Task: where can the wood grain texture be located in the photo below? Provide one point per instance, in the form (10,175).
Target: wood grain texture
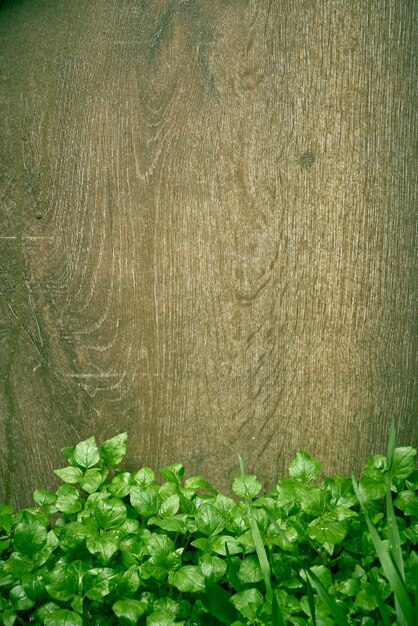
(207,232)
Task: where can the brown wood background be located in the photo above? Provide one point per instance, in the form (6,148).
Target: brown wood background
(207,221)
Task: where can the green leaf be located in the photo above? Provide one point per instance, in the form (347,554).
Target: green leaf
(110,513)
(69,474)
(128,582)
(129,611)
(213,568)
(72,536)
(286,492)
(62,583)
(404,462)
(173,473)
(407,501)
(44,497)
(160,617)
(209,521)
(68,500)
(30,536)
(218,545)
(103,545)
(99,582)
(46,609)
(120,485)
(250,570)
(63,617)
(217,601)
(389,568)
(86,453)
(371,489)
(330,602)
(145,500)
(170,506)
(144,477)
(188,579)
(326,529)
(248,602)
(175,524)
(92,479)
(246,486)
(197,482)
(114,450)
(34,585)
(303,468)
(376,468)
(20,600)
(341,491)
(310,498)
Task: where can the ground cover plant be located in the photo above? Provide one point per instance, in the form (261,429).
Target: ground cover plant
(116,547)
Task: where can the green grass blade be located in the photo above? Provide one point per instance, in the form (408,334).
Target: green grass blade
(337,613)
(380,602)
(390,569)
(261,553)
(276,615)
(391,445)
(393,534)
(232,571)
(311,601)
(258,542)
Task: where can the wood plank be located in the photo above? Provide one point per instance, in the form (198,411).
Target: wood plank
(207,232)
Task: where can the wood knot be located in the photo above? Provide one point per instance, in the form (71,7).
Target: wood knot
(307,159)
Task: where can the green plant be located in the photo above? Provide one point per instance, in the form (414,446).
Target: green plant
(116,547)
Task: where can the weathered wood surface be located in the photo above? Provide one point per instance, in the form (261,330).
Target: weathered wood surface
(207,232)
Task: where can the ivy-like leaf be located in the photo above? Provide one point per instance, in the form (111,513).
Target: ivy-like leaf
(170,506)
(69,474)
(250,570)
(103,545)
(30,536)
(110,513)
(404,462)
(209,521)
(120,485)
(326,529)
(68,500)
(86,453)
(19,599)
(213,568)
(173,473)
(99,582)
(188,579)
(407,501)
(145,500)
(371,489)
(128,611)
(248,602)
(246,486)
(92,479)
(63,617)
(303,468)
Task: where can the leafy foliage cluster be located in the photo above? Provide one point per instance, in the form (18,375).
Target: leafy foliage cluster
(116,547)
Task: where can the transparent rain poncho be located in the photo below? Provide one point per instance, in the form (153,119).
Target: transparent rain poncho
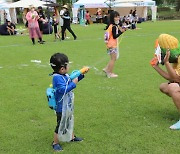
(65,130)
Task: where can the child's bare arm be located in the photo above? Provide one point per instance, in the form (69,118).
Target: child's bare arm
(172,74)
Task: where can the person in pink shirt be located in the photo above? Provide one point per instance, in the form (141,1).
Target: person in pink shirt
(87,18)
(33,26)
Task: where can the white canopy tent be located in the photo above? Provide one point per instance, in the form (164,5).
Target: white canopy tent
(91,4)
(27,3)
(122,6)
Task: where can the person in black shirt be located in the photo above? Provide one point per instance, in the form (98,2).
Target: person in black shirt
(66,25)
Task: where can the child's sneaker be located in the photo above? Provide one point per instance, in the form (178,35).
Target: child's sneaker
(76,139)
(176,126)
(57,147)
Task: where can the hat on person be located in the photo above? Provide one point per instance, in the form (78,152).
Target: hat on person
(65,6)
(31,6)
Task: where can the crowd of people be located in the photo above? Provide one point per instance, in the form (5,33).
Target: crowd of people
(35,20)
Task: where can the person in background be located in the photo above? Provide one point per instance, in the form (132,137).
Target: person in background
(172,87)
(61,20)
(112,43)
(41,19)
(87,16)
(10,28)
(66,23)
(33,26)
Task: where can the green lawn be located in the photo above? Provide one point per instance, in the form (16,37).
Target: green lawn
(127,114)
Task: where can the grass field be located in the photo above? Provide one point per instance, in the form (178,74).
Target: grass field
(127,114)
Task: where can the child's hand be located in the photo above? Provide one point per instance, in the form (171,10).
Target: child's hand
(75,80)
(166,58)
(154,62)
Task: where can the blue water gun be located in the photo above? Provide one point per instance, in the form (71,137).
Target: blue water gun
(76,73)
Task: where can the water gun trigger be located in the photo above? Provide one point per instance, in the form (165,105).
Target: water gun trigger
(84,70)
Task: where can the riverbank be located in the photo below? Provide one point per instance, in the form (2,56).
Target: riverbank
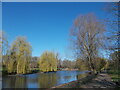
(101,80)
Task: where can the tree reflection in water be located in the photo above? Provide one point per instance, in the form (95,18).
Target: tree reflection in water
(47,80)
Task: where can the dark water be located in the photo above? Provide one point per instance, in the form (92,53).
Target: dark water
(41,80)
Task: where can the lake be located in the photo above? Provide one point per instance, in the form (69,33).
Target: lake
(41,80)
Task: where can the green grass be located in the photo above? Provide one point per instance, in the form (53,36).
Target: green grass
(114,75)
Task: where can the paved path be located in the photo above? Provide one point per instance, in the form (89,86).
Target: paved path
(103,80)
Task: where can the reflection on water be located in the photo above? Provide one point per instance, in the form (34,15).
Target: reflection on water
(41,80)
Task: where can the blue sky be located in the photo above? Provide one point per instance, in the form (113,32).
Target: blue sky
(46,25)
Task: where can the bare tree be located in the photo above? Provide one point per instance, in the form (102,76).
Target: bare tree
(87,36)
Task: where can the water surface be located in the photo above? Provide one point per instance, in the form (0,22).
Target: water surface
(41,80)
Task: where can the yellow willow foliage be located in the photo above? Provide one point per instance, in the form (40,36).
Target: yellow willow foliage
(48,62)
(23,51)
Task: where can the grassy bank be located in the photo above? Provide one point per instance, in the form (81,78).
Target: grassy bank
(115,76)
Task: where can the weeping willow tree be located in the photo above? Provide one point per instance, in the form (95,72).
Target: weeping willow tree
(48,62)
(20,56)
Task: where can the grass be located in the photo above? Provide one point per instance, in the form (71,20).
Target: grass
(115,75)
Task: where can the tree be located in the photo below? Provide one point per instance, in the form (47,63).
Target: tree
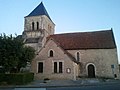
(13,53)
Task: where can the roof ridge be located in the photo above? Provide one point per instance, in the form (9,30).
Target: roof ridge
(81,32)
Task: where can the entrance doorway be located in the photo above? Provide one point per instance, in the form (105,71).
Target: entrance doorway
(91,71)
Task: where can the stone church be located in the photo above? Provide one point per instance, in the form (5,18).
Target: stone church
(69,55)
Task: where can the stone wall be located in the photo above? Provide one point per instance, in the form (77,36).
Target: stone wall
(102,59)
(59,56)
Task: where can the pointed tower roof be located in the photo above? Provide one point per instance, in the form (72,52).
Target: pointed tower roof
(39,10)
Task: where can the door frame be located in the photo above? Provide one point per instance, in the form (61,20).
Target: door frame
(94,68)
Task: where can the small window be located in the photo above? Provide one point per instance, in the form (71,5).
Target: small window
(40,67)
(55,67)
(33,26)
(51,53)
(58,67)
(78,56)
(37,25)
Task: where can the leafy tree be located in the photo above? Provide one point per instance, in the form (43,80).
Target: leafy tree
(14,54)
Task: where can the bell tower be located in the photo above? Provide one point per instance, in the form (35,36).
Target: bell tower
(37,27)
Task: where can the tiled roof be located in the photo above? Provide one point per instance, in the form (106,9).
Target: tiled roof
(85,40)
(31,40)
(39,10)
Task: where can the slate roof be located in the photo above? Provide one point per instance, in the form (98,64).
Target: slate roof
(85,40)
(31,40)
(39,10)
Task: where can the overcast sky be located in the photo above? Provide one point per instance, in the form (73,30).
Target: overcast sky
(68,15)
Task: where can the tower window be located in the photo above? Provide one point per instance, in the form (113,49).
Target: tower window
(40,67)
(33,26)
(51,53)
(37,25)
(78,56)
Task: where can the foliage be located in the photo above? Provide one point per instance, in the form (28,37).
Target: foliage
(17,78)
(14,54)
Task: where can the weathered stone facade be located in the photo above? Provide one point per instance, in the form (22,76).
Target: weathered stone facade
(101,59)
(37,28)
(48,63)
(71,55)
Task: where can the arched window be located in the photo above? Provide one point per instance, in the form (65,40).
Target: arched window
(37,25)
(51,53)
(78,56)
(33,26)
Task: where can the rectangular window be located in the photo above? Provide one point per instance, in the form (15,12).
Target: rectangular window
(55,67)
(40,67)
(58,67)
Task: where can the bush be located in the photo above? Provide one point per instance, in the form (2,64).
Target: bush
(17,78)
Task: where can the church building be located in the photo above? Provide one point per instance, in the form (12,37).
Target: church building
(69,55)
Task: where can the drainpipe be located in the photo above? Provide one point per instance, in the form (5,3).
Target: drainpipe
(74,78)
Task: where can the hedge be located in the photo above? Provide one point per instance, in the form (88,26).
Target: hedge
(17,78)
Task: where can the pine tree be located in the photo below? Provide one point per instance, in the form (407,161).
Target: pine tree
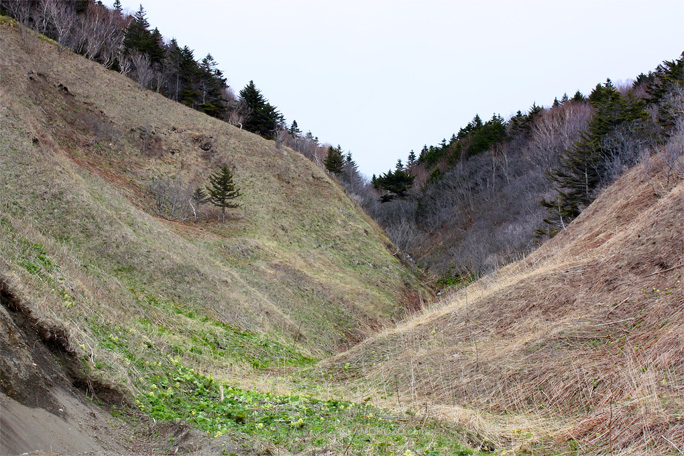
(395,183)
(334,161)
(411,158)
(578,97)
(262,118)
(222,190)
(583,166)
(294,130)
══════════
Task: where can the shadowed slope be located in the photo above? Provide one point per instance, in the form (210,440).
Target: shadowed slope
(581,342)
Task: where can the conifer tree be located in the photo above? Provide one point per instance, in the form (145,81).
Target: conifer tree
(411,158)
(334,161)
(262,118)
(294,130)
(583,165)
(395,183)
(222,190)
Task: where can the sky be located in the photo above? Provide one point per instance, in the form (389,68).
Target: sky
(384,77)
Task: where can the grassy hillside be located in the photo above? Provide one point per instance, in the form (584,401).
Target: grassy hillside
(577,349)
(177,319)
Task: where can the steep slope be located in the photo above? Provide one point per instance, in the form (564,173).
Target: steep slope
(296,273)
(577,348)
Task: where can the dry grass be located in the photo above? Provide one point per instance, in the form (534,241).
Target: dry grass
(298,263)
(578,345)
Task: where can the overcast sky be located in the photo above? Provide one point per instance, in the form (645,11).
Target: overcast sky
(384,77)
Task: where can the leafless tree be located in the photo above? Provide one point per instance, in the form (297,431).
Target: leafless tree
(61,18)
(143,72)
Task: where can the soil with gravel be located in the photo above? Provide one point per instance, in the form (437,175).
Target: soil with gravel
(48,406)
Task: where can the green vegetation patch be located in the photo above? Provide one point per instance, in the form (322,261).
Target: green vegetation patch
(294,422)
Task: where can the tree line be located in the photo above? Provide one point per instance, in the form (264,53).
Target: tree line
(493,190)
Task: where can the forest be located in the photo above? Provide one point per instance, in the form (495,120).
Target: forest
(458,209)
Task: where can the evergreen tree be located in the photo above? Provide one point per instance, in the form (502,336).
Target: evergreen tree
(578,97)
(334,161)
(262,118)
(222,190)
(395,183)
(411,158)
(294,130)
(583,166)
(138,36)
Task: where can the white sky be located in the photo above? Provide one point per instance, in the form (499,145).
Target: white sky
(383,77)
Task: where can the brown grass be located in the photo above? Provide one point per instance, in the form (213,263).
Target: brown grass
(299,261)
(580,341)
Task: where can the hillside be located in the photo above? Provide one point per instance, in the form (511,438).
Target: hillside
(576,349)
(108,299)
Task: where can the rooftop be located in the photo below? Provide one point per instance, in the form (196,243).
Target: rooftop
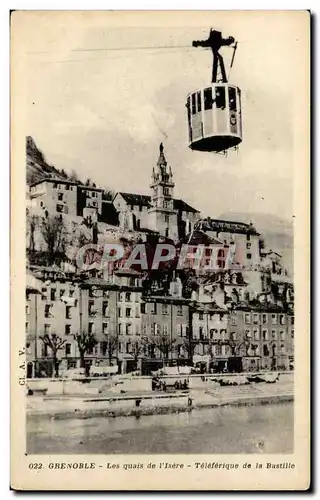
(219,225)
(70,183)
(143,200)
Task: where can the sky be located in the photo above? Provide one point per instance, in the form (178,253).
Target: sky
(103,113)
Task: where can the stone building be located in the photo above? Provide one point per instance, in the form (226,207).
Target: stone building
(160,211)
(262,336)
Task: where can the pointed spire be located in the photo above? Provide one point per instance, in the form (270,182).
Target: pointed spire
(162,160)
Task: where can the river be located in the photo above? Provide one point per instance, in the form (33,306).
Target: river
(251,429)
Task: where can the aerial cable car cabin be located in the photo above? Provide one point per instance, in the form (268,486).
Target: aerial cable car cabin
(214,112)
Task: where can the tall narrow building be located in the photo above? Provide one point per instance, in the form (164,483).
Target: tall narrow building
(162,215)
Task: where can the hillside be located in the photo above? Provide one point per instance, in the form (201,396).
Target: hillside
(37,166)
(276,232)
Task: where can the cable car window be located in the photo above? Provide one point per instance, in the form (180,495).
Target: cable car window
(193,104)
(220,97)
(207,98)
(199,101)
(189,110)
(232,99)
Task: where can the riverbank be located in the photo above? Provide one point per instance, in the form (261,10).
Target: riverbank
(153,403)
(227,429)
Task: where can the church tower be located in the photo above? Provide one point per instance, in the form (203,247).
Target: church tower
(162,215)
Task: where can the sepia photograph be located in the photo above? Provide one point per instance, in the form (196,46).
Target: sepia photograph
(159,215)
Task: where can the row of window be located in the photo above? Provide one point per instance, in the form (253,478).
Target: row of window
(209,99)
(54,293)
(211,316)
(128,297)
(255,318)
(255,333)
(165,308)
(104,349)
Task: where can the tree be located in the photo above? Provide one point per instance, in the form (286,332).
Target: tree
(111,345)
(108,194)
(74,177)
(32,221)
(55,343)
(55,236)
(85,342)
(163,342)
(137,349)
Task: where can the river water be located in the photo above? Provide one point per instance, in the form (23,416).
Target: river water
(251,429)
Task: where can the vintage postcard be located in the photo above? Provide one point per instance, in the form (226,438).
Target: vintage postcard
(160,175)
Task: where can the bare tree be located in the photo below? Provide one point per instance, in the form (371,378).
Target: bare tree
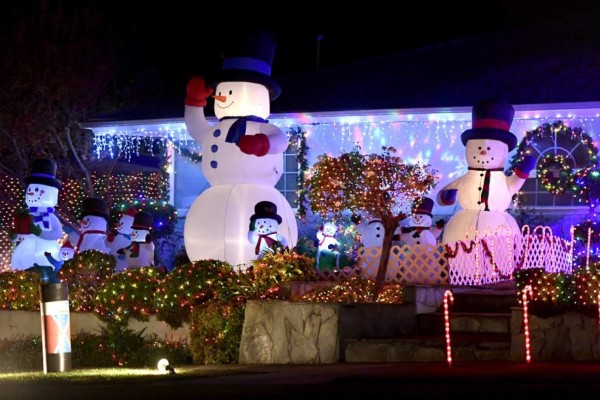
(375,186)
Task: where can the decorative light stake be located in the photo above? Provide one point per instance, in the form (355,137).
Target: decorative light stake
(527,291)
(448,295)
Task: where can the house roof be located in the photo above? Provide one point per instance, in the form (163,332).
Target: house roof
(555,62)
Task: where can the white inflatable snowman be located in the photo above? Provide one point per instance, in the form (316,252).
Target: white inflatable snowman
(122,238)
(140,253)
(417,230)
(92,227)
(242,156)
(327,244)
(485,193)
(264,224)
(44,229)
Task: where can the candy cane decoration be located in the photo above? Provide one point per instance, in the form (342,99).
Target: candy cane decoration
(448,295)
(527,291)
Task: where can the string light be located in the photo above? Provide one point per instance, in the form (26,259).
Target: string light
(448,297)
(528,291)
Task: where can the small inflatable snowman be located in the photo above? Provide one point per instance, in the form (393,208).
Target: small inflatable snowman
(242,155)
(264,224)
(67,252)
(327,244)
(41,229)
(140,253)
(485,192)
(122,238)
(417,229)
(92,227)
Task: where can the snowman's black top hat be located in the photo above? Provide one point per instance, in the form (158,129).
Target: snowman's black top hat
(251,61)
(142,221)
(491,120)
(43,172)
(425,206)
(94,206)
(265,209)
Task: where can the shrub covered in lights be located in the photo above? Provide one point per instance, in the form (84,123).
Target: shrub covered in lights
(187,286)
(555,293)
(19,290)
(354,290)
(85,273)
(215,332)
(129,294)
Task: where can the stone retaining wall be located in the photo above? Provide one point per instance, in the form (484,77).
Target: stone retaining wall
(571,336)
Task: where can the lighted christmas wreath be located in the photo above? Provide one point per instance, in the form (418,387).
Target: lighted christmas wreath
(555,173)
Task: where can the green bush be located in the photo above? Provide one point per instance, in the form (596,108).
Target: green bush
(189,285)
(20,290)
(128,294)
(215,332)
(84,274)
══════════
▸ Requirement: Count the lines in the items above that contain the word "hedge", treating uppercase and lowercase as different. Give only the number.

▸ Full answer: 2